-------- Selected text

Note: An appeal pursuant to s.120 (C2008/2458) was lodged against this decision - refer to Full Bench decision dated 20 August 2008 [[2008] AIRCFB 599] for result of appeal.
[2008] AIRC 363 |
PR981573
|
AUSTRALIAN INDUSTRIAL RELATIONS COMMISSION
Workplace Relations Act 1996
s.643 - Appl’n for relief re (Unlawful and HUU) termination of employment
Garry Keith Druett
and
Rail Corporation New South Wales (RailCorp)
(U2008/2232)
SENIOR DEPUTY PRESIDENT CARTWRIGHT |
SYDNEY, 28 APRIL 2008 |
Termination of employment – extension of time.
DECISION
[1] Mr Druett lodged an application with the Commission on 16 January 2008 in respect of termination of his employment with the State Rail Authority of NSW, now trading as Railcorp, on 2 April 1979. The application is over 28 years outside the 21 day period required by the Act and relies on grounds which commenced operation in the predecessor Act on 30 March 1994.
[2] In Re Kazimir Kowalski 1 a Full Bench of the Commission ruled that “the termination of employment provisions of the Act have no application to terminations of employment prior to 30 March 1994.” It went on to say:
“The termination of employment provisions of the Act (Part VIA) and the predecessor Industrial Relations Act 1988 were added by the Industrial Relations Reform Act 1994. The new Part commenced operation on 30 March 1994. Wilcox CJ of the Industrial Relations Court of Australia in Siagian v Sanel [(1994) 122 ALR 333] found that there was nothing in the new provisions to preclude a person filing an application after 30 March 1994 in respect of a pre-30 March termination of employment. However, he went on to find that there could not be a contravention of the new provisions before they came into operation on 30 March. Accordingly, he found a termination before 30 March could not amount to a contravention of the relevant Division.”

----------------
-------- Data

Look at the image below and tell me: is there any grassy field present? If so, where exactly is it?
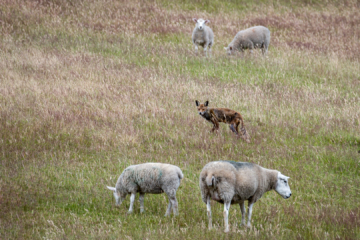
[0,0,360,239]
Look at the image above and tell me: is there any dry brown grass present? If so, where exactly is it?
[0,0,360,239]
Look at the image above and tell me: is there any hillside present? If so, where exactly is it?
[0,0,360,239]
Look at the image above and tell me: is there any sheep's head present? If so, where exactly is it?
[195,100,209,116]
[224,46,234,55]
[275,172,291,199]
[193,18,210,31]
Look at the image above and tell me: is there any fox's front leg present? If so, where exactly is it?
[211,119,219,132]
[229,123,239,136]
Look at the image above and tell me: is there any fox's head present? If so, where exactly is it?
[195,100,209,116]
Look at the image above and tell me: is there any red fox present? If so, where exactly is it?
[195,100,250,142]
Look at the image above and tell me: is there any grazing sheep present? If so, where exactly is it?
[225,26,270,55]
[192,18,214,56]
[107,163,184,216]
[200,161,291,232]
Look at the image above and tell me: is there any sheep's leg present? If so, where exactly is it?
[171,196,179,216]
[194,43,199,54]
[247,202,254,227]
[128,193,135,213]
[224,202,230,232]
[139,193,145,213]
[206,196,212,230]
[165,199,172,217]
[165,189,178,216]
[239,202,245,226]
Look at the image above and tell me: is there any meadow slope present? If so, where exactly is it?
[0,0,360,239]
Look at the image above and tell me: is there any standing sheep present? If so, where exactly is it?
[107,163,184,216]
[225,26,270,55]
[192,18,214,56]
[200,161,291,232]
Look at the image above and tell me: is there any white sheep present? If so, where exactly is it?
[192,18,214,56]
[107,163,184,216]
[225,26,270,55]
[200,161,291,232]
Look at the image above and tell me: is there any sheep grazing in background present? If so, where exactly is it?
[192,18,214,56]
[200,161,291,232]
[107,163,184,216]
[225,26,270,55]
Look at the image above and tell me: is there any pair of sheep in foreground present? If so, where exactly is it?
[107,161,291,232]
[192,18,270,56]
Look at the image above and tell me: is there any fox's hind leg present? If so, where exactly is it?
[211,119,219,132]
[229,123,239,135]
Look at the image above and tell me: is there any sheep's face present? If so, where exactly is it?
[275,172,291,199]
[193,18,209,31]
[195,100,209,116]
[224,46,234,55]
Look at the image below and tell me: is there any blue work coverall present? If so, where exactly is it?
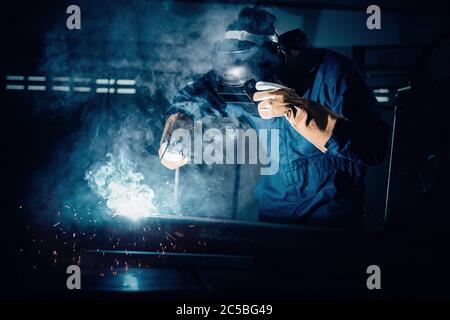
[168,48,388,227]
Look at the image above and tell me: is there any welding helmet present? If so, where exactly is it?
[212,30,283,86]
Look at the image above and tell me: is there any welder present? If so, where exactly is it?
[160,7,388,228]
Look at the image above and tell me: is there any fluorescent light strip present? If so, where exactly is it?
[53,77,70,82]
[6,84,25,90]
[73,87,91,92]
[6,76,25,81]
[95,88,116,93]
[375,96,389,102]
[28,86,46,91]
[117,88,136,94]
[95,79,116,85]
[73,78,91,83]
[373,88,389,93]
[117,79,136,86]
[28,76,45,81]
[53,86,70,92]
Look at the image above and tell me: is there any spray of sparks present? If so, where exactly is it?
[85,153,158,220]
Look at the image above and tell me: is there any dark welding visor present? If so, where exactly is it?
[212,31,280,86]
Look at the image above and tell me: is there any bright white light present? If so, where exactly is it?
[85,153,158,221]
[227,67,245,79]
[375,96,389,102]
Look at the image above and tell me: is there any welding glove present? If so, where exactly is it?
[253,81,340,152]
[158,113,192,170]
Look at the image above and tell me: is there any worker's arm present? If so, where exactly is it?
[158,112,192,170]
[254,69,388,165]
[253,82,340,152]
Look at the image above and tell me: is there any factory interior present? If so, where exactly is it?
[0,0,450,299]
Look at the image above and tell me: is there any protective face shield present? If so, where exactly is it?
[212,31,283,116]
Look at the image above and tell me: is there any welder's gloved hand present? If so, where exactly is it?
[253,82,340,152]
[158,113,193,170]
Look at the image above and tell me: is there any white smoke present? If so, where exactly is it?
[85,153,158,220]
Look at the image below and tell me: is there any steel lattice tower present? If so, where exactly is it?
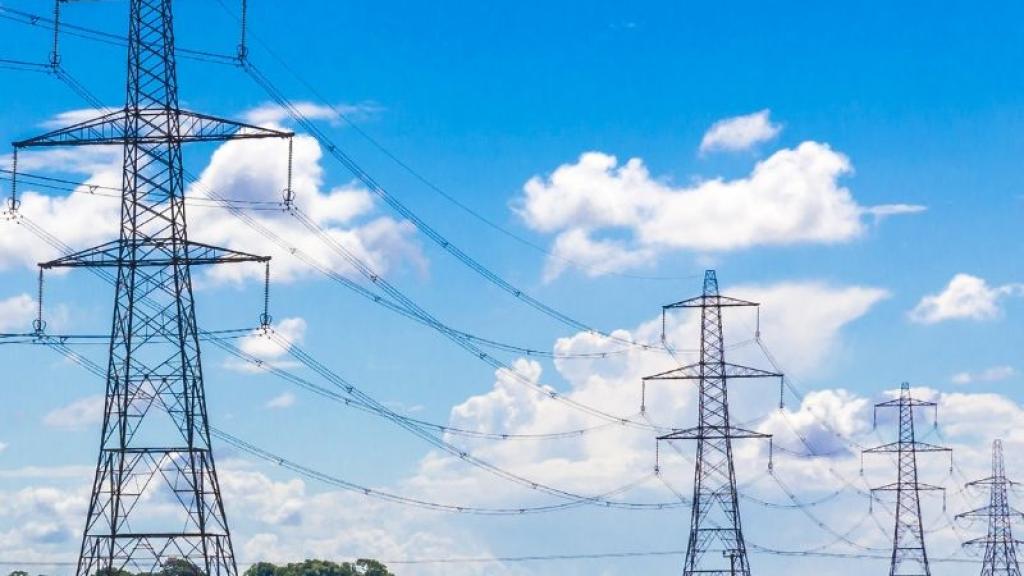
[14,0,292,576]
[864,382,952,576]
[956,440,1024,576]
[644,271,782,576]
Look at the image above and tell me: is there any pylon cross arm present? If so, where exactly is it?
[644,362,783,380]
[657,426,772,440]
[14,109,295,149]
[662,294,761,310]
[871,482,946,492]
[863,442,953,454]
[955,506,1024,521]
[39,238,270,270]
[874,398,938,408]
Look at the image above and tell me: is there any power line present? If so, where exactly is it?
[217,0,700,281]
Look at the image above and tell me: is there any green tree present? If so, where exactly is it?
[244,559,394,576]
[159,558,204,576]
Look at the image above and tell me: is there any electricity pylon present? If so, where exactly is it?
[14,0,293,576]
[956,440,1024,576]
[863,382,952,576]
[644,271,782,576]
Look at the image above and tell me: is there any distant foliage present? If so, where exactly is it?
[244,559,395,576]
[7,559,395,576]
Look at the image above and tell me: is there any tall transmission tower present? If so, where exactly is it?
[863,382,952,576]
[644,271,782,576]
[956,440,1024,576]
[14,0,293,576]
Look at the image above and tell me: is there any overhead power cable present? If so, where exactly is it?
[217,0,702,281]
[41,330,686,516]
[9,213,688,509]
[6,14,679,427]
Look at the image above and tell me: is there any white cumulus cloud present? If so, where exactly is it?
[263,392,295,410]
[515,141,923,280]
[909,274,1024,324]
[0,103,426,282]
[700,110,782,153]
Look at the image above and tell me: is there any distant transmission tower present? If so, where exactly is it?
[644,271,782,576]
[14,0,292,576]
[956,440,1024,576]
[864,382,952,576]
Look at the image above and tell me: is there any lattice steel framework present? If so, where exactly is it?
[864,382,952,576]
[956,440,1024,576]
[644,271,782,576]
[14,0,293,576]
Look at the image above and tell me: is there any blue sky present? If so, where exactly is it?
[0,0,1024,576]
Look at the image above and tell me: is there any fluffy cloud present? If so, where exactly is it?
[950,366,1017,384]
[413,282,886,501]
[516,141,920,279]
[0,109,426,282]
[700,110,782,153]
[231,318,306,368]
[909,274,1024,324]
[263,392,295,410]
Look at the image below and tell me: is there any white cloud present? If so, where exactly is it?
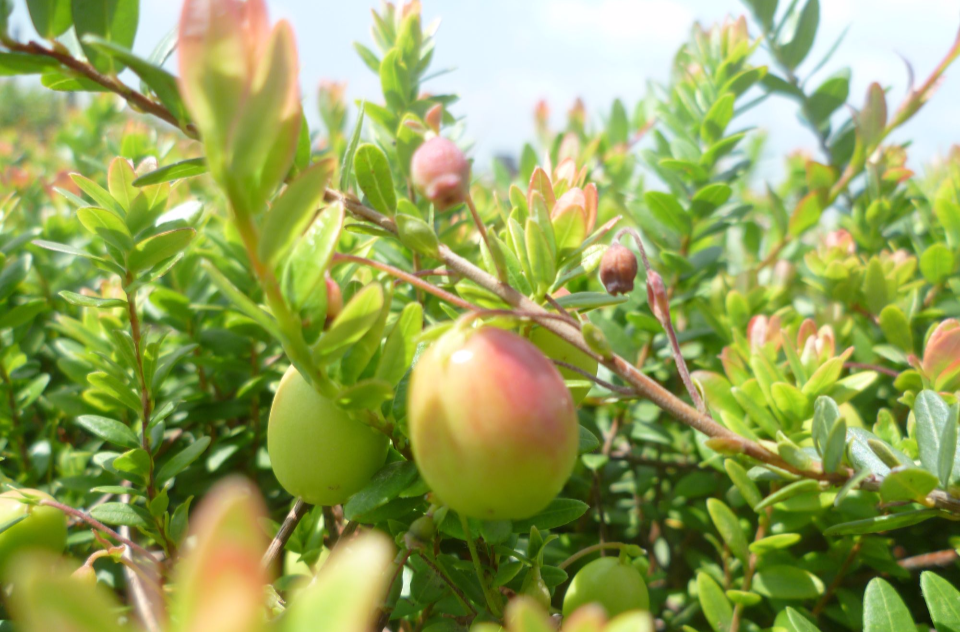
[542,0,696,48]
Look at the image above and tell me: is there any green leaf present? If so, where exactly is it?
[127,228,197,274]
[314,283,384,360]
[823,509,939,535]
[513,498,590,533]
[0,298,47,330]
[920,571,960,632]
[0,53,60,77]
[343,461,417,522]
[723,459,763,508]
[880,304,913,353]
[258,158,336,267]
[779,0,820,70]
[335,379,394,410]
[156,437,210,485]
[913,390,960,478]
[750,533,803,555]
[133,158,207,187]
[750,564,823,600]
[71,0,140,75]
[76,415,140,449]
[863,577,916,632]
[697,572,733,632]
[340,101,366,191]
[394,213,440,259]
[353,143,397,215]
[77,206,133,253]
[753,479,820,512]
[81,34,190,123]
[707,498,750,565]
[643,191,693,235]
[374,303,423,385]
[920,243,956,285]
[880,466,938,503]
[201,261,282,339]
[27,0,73,40]
[90,502,153,528]
[700,93,736,145]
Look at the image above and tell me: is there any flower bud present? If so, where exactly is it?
[410,136,470,211]
[325,276,343,325]
[921,318,960,391]
[600,244,636,296]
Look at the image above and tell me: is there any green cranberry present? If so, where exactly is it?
[563,557,650,617]
[267,366,388,505]
[0,489,67,570]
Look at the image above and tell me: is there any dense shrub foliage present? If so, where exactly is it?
[0,0,960,632]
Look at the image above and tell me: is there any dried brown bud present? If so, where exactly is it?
[600,244,637,296]
[410,136,470,211]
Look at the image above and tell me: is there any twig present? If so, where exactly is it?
[460,514,500,617]
[813,538,863,619]
[897,549,960,571]
[614,227,707,415]
[417,551,477,616]
[557,542,630,569]
[38,498,160,566]
[3,39,200,138]
[552,360,636,396]
[333,252,480,311]
[260,498,310,568]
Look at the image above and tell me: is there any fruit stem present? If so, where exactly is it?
[557,542,630,569]
[460,514,503,618]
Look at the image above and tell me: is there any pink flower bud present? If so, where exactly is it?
[921,318,960,391]
[600,244,636,304]
[410,136,470,211]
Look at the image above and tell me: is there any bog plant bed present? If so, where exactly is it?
[0,0,960,632]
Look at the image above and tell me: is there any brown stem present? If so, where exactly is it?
[260,498,310,569]
[557,542,630,569]
[3,39,200,138]
[417,551,477,616]
[333,252,480,311]
[813,539,863,618]
[39,498,160,566]
[551,360,635,395]
[897,549,960,571]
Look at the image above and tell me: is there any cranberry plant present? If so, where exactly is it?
[0,0,960,632]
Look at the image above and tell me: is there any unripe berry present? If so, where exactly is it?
[408,327,579,520]
[325,276,343,325]
[267,366,388,505]
[0,489,67,571]
[563,557,650,617]
[600,244,637,296]
[410,136,470,211]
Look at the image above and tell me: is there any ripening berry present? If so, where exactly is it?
[407,327,579,520]
[410,136,470,211]
[563,557,650,617]
[0,489,67,571]
[267,366,388,505]
[600,244,637,296]
[326,275,343,325]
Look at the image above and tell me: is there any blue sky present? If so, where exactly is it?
[16,0,960,174]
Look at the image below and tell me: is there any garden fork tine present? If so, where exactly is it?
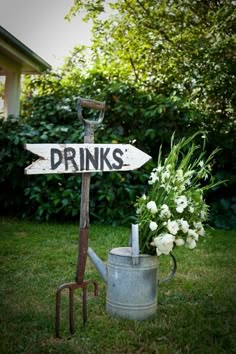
[56,280,98,337]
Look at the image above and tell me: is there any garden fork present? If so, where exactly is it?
[55,98,105,337]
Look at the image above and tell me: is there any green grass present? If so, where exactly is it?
[0,218,236,354]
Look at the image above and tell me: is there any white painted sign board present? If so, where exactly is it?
[25,144,151,175]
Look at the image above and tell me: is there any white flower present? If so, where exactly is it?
[193,221,202,229]
[185,237,197,250]
[201,210,207,220]
[188,229,198,241]
[149,221,158,231]
[147,200,157,214]
[178,219,189,234]
[167,220,179,235]
[176,206,184,214]
[161,171,170,183]
[184,170,195,178]
[176,169,183,181]
[148,172,158,184]
[175,195,188,209]
[151,234,175,256]
[188,206,194,214]
[160,204,171,219]
[175,238,185,246]
[197,227,205,236]
[198,160,204,168]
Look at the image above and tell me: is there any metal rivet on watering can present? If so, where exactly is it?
[88,225,176,320]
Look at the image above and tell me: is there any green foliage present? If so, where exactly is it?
[0,72,235,227]
[0,219,236,354]
[0,0,236,227]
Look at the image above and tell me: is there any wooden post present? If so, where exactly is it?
[75,122,94,284]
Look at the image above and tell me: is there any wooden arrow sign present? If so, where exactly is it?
[25,144,151,175]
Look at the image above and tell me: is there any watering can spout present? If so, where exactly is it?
[87,247,107,283]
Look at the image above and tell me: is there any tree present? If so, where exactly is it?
[68,0,236,120]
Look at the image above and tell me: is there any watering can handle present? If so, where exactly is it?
[158,252,177,284]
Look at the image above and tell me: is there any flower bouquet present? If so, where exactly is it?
[135,133,222,256]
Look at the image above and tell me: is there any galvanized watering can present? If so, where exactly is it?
[88,225,176,320]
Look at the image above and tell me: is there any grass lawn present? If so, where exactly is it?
[0,218,236,354]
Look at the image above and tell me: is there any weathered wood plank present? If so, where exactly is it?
[25,144,151,175]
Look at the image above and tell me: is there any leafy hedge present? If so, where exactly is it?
[0,75,236,228]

----------------

Objective 1:
According to the employment decision, on what date did Mr Druett lodge his application with the Commission?
Objective 2:
Please return the lines of the records word for word, starting at the beginning of the records and ending at the line that contains "[239,202,245,226]", with both ends included. Leave the pictures out of your answer.

Worked answer 1:
16 January 2008

Worked answer 2:
Look at the image below and tell me: is there any grassy field present? If so, where exactly is it?
[0,0,360,239]
Look at the image above and tell me: is there any dry brown grass present? If so, where exactly is it?
[0,0,360,239]
Look at the image above and tell me: is there any hillside present? If so, where exactly is it?
[0,0,360,239]
Look at the image above and tell me: is there any sheep's head present? If so, where exactly is it?
[195,100,209,116]
[224,46,234,55]
[275,172,291,199]
[193,18,210,31]
Look at the image above and tell me: is there any fox's front leg present? If so, where exactly is it?
[211,119,219,132]
[229,123,239,136]
Look at the image above and tell me: is there any fox's head present? If so, where exactly is it?
[195,100,209,116]
Look at the image above and tell me: is there any red fox present? If so, where exactly is it?
[195,100,250,142]
Look at the image above and tell me: is there any grazing sheep present? If so, where exactly is it?
[225,26,270,55]
[192,18,214,56]
[107,163,184,216]
[200,161,291,232]
Look at the image above and tell me: is there any sheep's leg present? If so, where exactly is it?
[171,196,179,216]
[194,43,199,54]
[247,202,254,227]
[128,193,135,213]
[224,202,230,232]
[139,193,145,213]
[206,196,212,230]
[165,199,172,217]
[165,189,178,216]
[239,202,245,226]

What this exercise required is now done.